Given passage:
□ □ □ □ □

I'm adding some more pictures & bringing this thread back to the top. 

The first pic is of the new paint in the dining room, the second is our pump house & the extra water tank that will gravity feed the house if the power goes out.
The last 2 pics are of the inside of the barn.


----------



## sunny225

Hello again y'all.
I don't have any pictures to add today. (I'm on another computer)
But I did want to say that when you're driving into our place & get down to the creek, the temps drop 3 to 5 degrees. And it feels good!
Have a great weekend.


----------



## sunny225

I also wanted to say that we have no restrictions here on what you can do with this land. You can sell some timber off of it & make a pasture for horses or a few cows up on the hill if you want to. You can raise pigs or goats, whatever.
If you are interested please let me know.


----------



## sunny225

I see interest has lessened here for this property.
If anyone has an interest to see it, please let me know.

[email protected]


----------



## sunny225

We have put this property on Lands of Missouri. Here's a link to it.
http://www.landsofamerica.com/listing/1417847
You'll notice that I put lots more pics there too.


----------



## oldladymoonbaby

bump up


----------



## o&itw

I'm still having a bit of trouble finding your place on Google maps. On the map, is there what looks like a tractor in front of your house and a boat parked a bit away?

The roof of the house doesn't seem the right configuration, and I see no pole barn (the satellite photo may be old). It seems to be the first place on the left past Wolf Creek, though.


----------



## sunny225

Are you looking at the map on the Lands of Missouri listing? 
There is no boat in our yard. There may have been one here at some point in time though.
Yes, after you come through the creek our driveway is the first one on the left.
We've put a lot of work & money in this place in the last 2 years and that's why it looks different than google earth is showing.
Thanks for your interest.


----------



## sunny225

We just got confirmation that it is now on SurvivalRealty site. Just look at the ones under Missouri.
Or here's the link to it. http://www.survivalrealty.com/2013/07/preparedness-homestead-on-40-a.html


----------



## sunny225

Folks, my internet contract ends some time tonight or tomorrow. We aren't going to renew that contract since we are trying to sell our place here. I will be checking email & my forums from time to time in town but it won't be as often as usual.
If you'd like to get a timely response from me please use the email or the phone number on some of the other sites I've linked to here.

□ □ □ □ □

Problems:
#1 Copy the records word for word, from the line containing "on horizon with a bounding box." down to the line containing "[716,77,793,104]", including both of those lines.
#2 Continue the forum thread about selling the Missouri homestead from the point where it stops.
The forum thread and the records were taken from separate sources.

[A series of records]

□ □ □ □ □

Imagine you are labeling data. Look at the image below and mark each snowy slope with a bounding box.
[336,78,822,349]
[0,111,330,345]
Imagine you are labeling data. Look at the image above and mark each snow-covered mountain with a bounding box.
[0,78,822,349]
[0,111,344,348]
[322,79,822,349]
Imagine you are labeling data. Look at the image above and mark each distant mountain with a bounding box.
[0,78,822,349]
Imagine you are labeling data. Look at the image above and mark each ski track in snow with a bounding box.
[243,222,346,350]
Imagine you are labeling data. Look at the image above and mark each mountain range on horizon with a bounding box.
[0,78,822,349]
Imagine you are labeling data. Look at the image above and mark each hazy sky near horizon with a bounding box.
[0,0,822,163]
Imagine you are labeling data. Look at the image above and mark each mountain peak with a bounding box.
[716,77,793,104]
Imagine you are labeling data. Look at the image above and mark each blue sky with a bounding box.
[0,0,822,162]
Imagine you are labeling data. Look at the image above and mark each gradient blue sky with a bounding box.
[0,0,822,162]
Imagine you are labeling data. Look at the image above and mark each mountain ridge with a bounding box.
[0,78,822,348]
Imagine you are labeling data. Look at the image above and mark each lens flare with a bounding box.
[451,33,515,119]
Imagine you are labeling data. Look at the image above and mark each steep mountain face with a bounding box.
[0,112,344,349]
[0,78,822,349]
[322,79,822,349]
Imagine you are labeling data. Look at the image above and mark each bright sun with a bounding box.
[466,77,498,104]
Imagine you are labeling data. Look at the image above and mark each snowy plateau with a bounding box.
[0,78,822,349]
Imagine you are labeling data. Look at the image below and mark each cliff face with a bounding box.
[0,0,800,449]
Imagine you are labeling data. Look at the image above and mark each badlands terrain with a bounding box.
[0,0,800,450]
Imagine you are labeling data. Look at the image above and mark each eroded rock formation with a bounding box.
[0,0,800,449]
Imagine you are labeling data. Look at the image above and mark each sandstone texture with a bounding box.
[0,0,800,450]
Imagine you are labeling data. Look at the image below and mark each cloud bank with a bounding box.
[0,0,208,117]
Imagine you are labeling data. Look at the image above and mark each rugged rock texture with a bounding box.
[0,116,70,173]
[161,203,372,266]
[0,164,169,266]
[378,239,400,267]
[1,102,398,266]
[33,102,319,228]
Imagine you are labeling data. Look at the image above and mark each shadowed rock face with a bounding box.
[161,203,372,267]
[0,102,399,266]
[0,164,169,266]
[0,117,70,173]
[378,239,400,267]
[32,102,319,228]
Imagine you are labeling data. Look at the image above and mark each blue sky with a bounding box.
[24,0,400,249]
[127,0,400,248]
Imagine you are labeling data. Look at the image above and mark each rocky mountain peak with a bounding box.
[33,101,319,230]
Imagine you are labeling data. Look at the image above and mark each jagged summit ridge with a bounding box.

□ □ □ □ □

The responses:
#1
Imagine you are labeling data. Look at the image above and mark each mountain range on horizon with a bounding box.
[0,78,822,349]
Imagine you are labeling data. Look at the image above and mark each hazy sky near horizon with a bounding box.
[0,0,822,163]
Imagine you are labeling data. Look at the image above and mark each mountain peak with a bounding box.
[716,77,793,104]

#2
Plus we will be signing a contract with a realtor to sell it for us while we go do some travelling. This will take place around the 5th of August. If you'd rather have the lower price, please get in touch real soon.


----------



## sunny225

I no longer have internet at home - I'm at McDonald's now. So if you'd like to see our place before we list it with a realtor, please call the number on Lands of Missouri or SurvivalRealty sites. We will be listing it with the realtor on Monday or Tuesday.


----------



## sunny225

We have an appointment today with the realtor to list this place. Thanks so much for all the interest! It will be with United Country in Mountain View MO.

My ad with survivalrealty runs till the end of the month. I will be deleting the one on Lands of Missouri today.


----------



## sunny225

MLS#115136 for this place.
She also has it listed as a "turn key" deal, MLS number is 115157 for that. If you go to United Country in Mountain View MO & search under country homes, it's fairly easy to spot.


----------



## sunny225

Just a quick update.
We dumped the turn key deal & only have the place & buildings up for sale now.
We are still getting inquiries on this place from folks who see it here. If you want the lower price, you'll have to wait till Feb 6 & get in touch with us then. 
For now it is with United Country in Mountain View MO.


----------



## sunny225

UPDATED! UPDATED!
We asked our realtor's boss to let us out of the contract - the woman just didn't grasp the concept of a prepper's homestead or BOL at all. He called back yesterday & said they would cancel the contract, we just need to come in & sign some papers early next week.
So... if you are interested in this property you will get a MUCH better price now than earlier in the year. The sooner you buy, the better the price. 
Please take another look at the pictures & the details in this thread & email me at the address I posted here. I come to town to check email every couple of days or so.


----------



## sunny225

OK. The contract has been cancelled.
If you are interested, the new price is $151,500 & we can dicker some when you come look at it.
thanks.


----------



## GreenMomma

Going to send you a pm now...


----------



## sunny225

To those of you have PM'd me -- I don't know what is going on but when I try to reply the only thing that shows up is your message to me being quoted. Nothing of my reply.

Please email me at [email protected] & we can correspond.


----------



## sunny225

We will be answering emails & phone calls but are going to wait to really push selling this place till the spring. The weather & other things aren't going to be really great for people to see it at this time.
Thanks for the interest.


----------



## sunny225

Please close this thread!
With all that is happening in this country, we have decided not to sell.
We will be staying here & hunkering down till the bad times end, if ever they do.
Thanks for all your interest.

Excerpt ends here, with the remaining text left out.